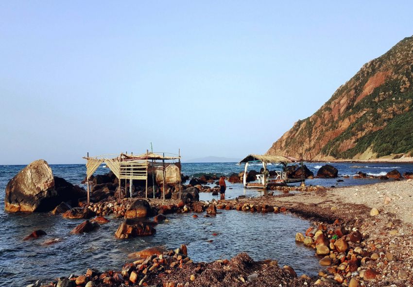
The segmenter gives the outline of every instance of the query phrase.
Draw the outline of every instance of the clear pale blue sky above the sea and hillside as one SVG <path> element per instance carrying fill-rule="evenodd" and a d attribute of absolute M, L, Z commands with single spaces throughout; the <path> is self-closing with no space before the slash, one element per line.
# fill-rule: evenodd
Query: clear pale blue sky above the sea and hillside
<path fill-rule="evenodd" d="M 0 163 L 264 153 L 413 34 L 412 1 L 286 2 L 0 1 Z"/>

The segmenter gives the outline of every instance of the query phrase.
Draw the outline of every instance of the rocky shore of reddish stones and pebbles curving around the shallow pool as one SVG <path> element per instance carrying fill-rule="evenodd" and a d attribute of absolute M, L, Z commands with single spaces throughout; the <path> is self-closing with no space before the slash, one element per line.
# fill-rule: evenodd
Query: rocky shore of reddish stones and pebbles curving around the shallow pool
<path fill-rule="evenodd" d="M 388 198 L 377 195 L 380 185 L 390 191 L 385 195 Z M 315 256 L 320 257 L 321 271 L 315 278 L 306 275 L 297 278 L 291 267 L 277 266 L 276 258 L 255 262 L 246 254 L 230 260 L 194 263 L 187 256 L 186 247 L 181 246 L 179 250 L 144 256 L 119 271 L 97 272 L 91 269 L 85 275 L 71 276 L 68 280 L 60 278 L 46 286 L 409 286 L 413 283 L 412 213 L 406 211 L 409 219 L 404 216 L 406 214 L 388 209 L 397 208 L 392 206 L 395 201 L 401 205 L 411 203 L 409 196 L 403 197 L 404 200 L 400 196 L 395 198 L 393 192 L 396 191 L 393 190 L 411 191 L 413 183 L 408 179 L 380 185 L 221 202 L 172 200 L 165 205 L 159 199 L 149 201 L 157 214 L 194 212 L 196 218 L 204 212 L 203 216 L 214 216 L 220 209 L 236 209 L 244 212 L 288 212 L 310 219 L 314 221 L 312 226 L 305 235 L 298 233 L 296 240 L 314 248 Z M 372 207 L 362 202 L 348 202 L 347 197 L 353 195 L 351 192 L 360 192 L 361 189 L 370 197 L 379 197 L 382 204 L 372 200 L 370 202 L 375 203 Z M 106 207 L 103 205 L 104 208 L 97 209 L 104 211 L 97 214 L 116 213 L 124 217 L 122 213 L 126 214 L 130 207 L 127 201 L 123 201 L 124 208 L 122 203 L 106 203 Z M 108 212 L 107 208 L 113 212 Z M 132 275 L 132 272 L 135 273 Z M 87 282 L 89 285 L 86 285 L 86 281 L 93 283 Z"/>

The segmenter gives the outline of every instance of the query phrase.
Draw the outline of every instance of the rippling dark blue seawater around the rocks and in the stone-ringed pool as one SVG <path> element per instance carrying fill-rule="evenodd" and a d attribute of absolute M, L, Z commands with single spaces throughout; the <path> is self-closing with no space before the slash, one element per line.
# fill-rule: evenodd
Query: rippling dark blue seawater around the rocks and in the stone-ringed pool
<path fill-rule="evenodd" d="M 314 173 L 322 163 L 307 163 Z M 369 174 L 387 173 L 396 168 L 403 173 L 413 171 L 412 164 L 404 163 L 333 163 L 339 175 L 354 175 L 358 171 Z M 354 167 L 355 165 L 360 167 Z M 85 177 L 83 164 L 51 165 L 53 174 L 80 184 Z M 249 169 L 259 171 L 260 165 Z M 269 169 L 279 169 L 269 165 Z M 4 198 L 7 182 L 24 165 L 0 166 L 0 197 Z M 196 176 L 203 173 L 230 175 L 243 171 L 236 163 L 183 163 L 185 175 Z M 108 172 L 99 167 L 97 173 Z M 377 179 L 336 179 L 307 180 L 307 184 L 324 186 L 360 185 L 378 182 Z M 258 196 L 259 190 L 245 190 L 241 184 L 228 183 L 226 197 L 234 198 L 241 194 Z M 211 193 L 201 193 L 201 199 L 212 199 Z M 109 218 L 110 219 L 110 218 Z M 156 226 L 152 237 L 128 240 L 115 239 L 114 233 L 121 223 L 120 219 L 110 219 L 107 224 L 88 234 L 69 235 L 69 231 L 83 220 L 66 220 L 48 213 L 9 214 L 0 208 L 0 286 L 26 286 L 37 279 L 52 280 L 70 273 L 85 273 L 87 268 L 100 270 L 115 269 L 133 258 L 128 255 L 155 245 L 167 248 L 188 245 L 189 256 L 194 261 L 213 261 L 230 258 L 240 252 L 247 252 L 254 259 L 276 259 L 280 265 L 292 266 L 298 274 L 315 275 L 320 269 L 314 250 L 295 243 L 295 233 L 304 232 L 310 225 L 302 220 L 284 214 L 251 214 L 226 211 L 216 217 L 193 219 L 191 214 L 168 215 L 168 223 Z M 47 236 L 23 241 L 35 229 L 42 229 Z M 212 236 L 217 233 L 217 236 Z M 45 245 L 48 239 L 59 238 L 60 242 Z M 208 242 L 209 240 L 212 242 Z"/>

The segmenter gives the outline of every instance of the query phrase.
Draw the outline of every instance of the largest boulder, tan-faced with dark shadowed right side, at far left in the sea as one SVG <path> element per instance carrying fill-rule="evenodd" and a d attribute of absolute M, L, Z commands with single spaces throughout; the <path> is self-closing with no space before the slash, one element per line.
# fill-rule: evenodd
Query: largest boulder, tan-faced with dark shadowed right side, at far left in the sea
<path fill-rule="evenodd" d="M 53 176 L 49 164 L 38 159 L 27 165 L 6 187 L 4 209 L 10 212 L 51 211 L 61 202 L 77 205 L 86 191 L 65 179 Z"/>

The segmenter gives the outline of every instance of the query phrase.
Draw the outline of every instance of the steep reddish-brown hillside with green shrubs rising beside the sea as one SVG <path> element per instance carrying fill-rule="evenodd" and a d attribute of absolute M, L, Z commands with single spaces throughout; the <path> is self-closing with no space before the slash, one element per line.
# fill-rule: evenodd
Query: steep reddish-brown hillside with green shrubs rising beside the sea
<path fill-rule="evenodd" d="M 307 160 L 413 156 L 413 36 L 364 64 L 267 151 Z"/>

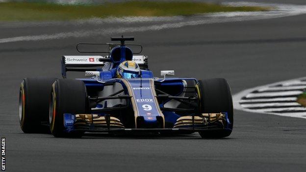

Task goal
Give back every record above word for word, dropping pictures.

Answer to the problem
The segmenter gives the outline of every instance of the query phrase.
Draw the outline of every instance of the clear pale blue sky above the sea and hillside as one SVG <path> element per instance carrying fill-rule="evenodd" and a d attribute of absolute M, L, Z commands with single spaces throughout; the <path> is self-closing with no space before the slash, one element per line.
# fill-rule: evenodd
Query: clear pale blue sky above the sea and hillside
<path fill-rule="evenodd" d="M 0 163 L 264 153 L 413 34 L 412 1 L 286 2 L 0 1 Z"/>

The segmenter gives the outline of every instance of the query phrase.
Draw the outline of every instance of the rocky shore of reddish stones and pebbles curving around the shallow pool as one SVG <path> element per instance carrying fill-rule="evenodd" and a d attribute of absolute M, L, Z commands with single spaces throughout; the <path> is self-closing with no space before the slash, one element per line.
# fill-rule: evenodd
Query: rocky shore of reddish stones and pebbles curving around the shallow pool
<path fill-rule="evenodd" d="M 388 198 L 377 195 L 380 185 L 390 191 L 385 195 Z M 315 256 L 320 257 L 321 271 L 315 278 L 306 275 L 297 278 L 291 267 L 277 266 L 276 258 L 255 262 L 246 254 L 230 260 L 194 263 L 187 256 L 186 247 L 181 246 L 179 250 L 144 256 L 119 271 L 97 272 L 91 269 L 85 275 L 71 276 L 68 280 L 60 278 L 46 286 L 409 286 L 413 283 L 412 213 L 406 211 L 409 219 L 404 216 L 406 214 L 388 209 L 397 208 L 392 206 L 395 201 L 401 205 L 411 203 L 409 196 L 403 197 L 404 200 L 400 196 L 395 198 L 393 192 L 396 191 L 393 190 L 411 191 L 413 183 L 408 179 L 380 185 L 221 202 L 172 200 L 165 205 L 159 199 L 149 201 L 157 214 L 194 212 L 196 218 L 204 212 L 203 216 L 214 216 L 220 209 L 236 209 L 244 212 L 288 212 L 310 219 L 314 221 L 312 226 L 305 235 L 298 233 L 296 240 L 314 248 Z M 372 207 L 362 202 L 348 202 L 347 197 L 353 195 L 351 192 L 360 192 L 361 189 L 370 197 L 379 197 L 382 204 L 372 200 L 370 202 L 375 203 Z M 106 207 L 103 205 L 104 208 L 97 209 L 104 211 L 97 214 L 116 213 L 124 217 L 122 213 L 126 214 L 130 207 L 127 201 L 123 201 L 124 208 L 122 203 L 106 203 Z M 108 212 L 107 208 L 113 212 Z M 132 275 L 132 272 L 135 273 Z M 87 282 L 89 285 L 86 285 L 86 281 L 93 283 Z"/>

The segmenter gives the outline of every instance of the query phrase.
Draw the outline of every instance of the rippling dark blue seawater around the rocks and in the stone-ringed pool as one SVG <path> element per instance carrying fill-rule="evenodd" and a d attribute of absolute M, L, Z commands with single spaces throughout; the <path> is self-closing with no space before the slash, one element per line.
# fill-rule: evenodd
Query: rippling dark blue seawater around the rocks and in the stone-ringed pool
<path fill-rule="evenodd" d="M 314 173 L 322 163 L 307 163 Z M 369 174 L 387 173 L 396 168 L 403 173 L 413 171 L 412 164 L 404 163 L 333 163 L 339 175 L 354 175 L 358 171 Z M 354 167 L 355 165 L 360 167 Z M 85 177 L 83 164 L 51 165 L 53 174 L 80 184 Z M 249 169 L 259 171 L 260 165 Z M 269 169 L 279 169 L 269 165 Z M 4 198 L 7 182 L 24 165 L 0 166 L 0 197 Z M 196 176 L 203 173 L 230 175 L 243 171 L 236 163 L 183 163 L 185 175 Z M 108 172 L 99 167 L 97 173 Z M 377 179 L 336 179 L 307 180 L 307 184 L 324 186 L 360 185 L 378 182 Z M 258 196 L 259 190 L 245 190 L 241 184 L 228 183 L 226 197 L 234 198 L 241 194 Z M 211 193 L 201 193 L 201 199 L 212 199 Z M 109 218 L 110 219 L 110 218 Z M 156 226 L 152 237 L 128 240 L 115 239 L 114 233 L 121 223 L 120 219 L 110 219 L 107 224 L 88 234 L 69 235 L 69 231 L 83 220 L 66 220 L 48 213 L 9 214 L 0 208 L 0 286 L 26 286 L 37 279 L 52 280 L 70 273 L 85 273 L 87 268 L 100 270 L 115 269 L 133 258 L 128 255 L 155 245 L 167 248 L 188 245 L 189 256 L 194 261 L 213 261 L 230 258 L 240 252 L 247 252 L 254 259 L 276 259 L 280 265 L 292 266 L 298 274 L 315 275 L 320 269 L 314 250 L 295 243 L 295 233 L 304 232 L 310 225 L 302 220 L 284 214 L 251 214 L 226 211 L 216 217 L 193 219 L 191 214 L 168 215 L 168 223 Z M 47 236 L 23 241 L 35 229 L 42 229 Z M 212 236 L 217 233 L 217 236 Z M 45 245 L 48 239 L 59 238 L 60 242 Z M 208 242 L 209 240 L 212 242 Z"/>

The segmenter gives the outline of every instance of the query phrase.
Draw the outline of every instance of the largest boulder, tan-faced with dark shadowed right side, at far left in the sea as one SVG <path> element per instance carrying fill-rule="evenodd" and a d attribute of absolute M, L, Z commands with single spaces throughout; the <path> is self-closing with no space before the slash, one element per line.
# fill-rule: evenodd
Query: largest boulder, tan-faced with dark shadowed right side, at far left in the sea
<path fill-rule="evenodd" d="M 53 176 L 49 164 L 38 159 L 27 165 L 6 187 L 4 209 L 10 212 L 51 211 L 61 202 L 77 205 L 86 191 L 65 179 Z"/>

The segmenter gives the outline of every instance of the query phrase.
Draw the outline of every instance of the steep reddish-brown hillside with green shrubs rising beside the sea as one SVG <path> element per instance carrying fill-rule="evenodd" and a d attribute of absolute M, L, Z commands with single spaces throughout; the <path> is self-closing with no space before the slash, one element per line.
# fill-rule: evenodd
Query: steep reddish-brown hillside with green shrubs rising beside the sea
<path fill-rule="evenodd" d="M 307 160 L 413 156 L 413 36 L 364 64 L 267 151 Z"/>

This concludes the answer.